> _Records from a data collection_
---*---

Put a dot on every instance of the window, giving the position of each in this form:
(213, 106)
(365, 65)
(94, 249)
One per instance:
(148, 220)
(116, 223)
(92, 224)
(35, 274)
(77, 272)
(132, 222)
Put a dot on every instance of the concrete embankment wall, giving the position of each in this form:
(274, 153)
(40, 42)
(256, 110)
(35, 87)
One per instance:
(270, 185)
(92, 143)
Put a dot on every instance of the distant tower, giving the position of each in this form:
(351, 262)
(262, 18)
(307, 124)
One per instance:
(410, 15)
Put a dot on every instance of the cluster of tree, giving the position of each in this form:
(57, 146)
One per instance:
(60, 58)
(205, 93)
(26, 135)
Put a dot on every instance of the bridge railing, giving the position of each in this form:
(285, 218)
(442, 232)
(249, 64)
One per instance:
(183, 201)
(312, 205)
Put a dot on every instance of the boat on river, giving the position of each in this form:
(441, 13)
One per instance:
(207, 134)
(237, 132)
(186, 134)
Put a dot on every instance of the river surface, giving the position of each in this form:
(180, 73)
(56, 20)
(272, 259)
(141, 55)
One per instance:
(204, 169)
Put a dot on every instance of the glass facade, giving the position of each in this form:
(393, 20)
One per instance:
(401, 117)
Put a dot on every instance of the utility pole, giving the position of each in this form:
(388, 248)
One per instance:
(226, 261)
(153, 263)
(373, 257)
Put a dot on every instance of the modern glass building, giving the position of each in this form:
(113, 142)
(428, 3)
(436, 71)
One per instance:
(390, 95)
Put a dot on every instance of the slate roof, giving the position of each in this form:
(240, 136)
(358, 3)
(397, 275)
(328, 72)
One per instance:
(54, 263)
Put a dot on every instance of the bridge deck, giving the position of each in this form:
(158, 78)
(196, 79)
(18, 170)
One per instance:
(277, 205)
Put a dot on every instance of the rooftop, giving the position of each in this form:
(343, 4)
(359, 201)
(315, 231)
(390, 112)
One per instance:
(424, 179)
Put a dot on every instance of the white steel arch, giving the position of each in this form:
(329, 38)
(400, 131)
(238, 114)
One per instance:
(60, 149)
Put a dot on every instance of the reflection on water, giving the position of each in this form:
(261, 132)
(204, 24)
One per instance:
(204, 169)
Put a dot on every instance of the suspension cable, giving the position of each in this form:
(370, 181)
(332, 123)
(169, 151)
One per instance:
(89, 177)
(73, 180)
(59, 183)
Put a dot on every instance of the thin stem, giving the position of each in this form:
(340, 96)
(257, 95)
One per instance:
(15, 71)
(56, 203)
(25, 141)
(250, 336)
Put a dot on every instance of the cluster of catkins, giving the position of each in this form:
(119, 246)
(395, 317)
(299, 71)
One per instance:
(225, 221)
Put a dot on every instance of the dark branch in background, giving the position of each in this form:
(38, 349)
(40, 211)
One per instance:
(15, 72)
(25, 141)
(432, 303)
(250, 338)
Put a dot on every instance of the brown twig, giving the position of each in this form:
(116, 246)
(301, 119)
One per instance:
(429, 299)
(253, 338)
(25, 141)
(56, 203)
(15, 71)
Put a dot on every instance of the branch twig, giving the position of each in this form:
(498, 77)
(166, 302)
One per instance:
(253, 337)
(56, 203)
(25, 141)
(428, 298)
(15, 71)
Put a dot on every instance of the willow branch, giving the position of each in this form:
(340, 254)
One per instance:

---*---

> _TASK DETAILS_
For this exercise, output exactly the lines above from the line with "Put a dot on every instance of the utility" to the line with "Put a dot on every instance of the bridge deck, giving", counting both, and leave out the rest.

> _TASK ANSWER_
Put a dot on every instance of the utility pole, giving the position of each in this form:
(388, 248)
One per instance:
(226, 261)
(153, 263)
(373, 257)
Put a dot on every instance of the modern glass building, giving the position of each in this form:
(113, 142)
(428, 3)
(436, 71)
One per instance:
(390, 95)
Put a dot on every instance of the slate roof, giving the position of each in this form:
(240, 136)
(358, 3)
(397, 275)
(328, 72)
One per instance:
(54, 263)
Put a dot on every instance of the bridge deck, giving the position of each in this form:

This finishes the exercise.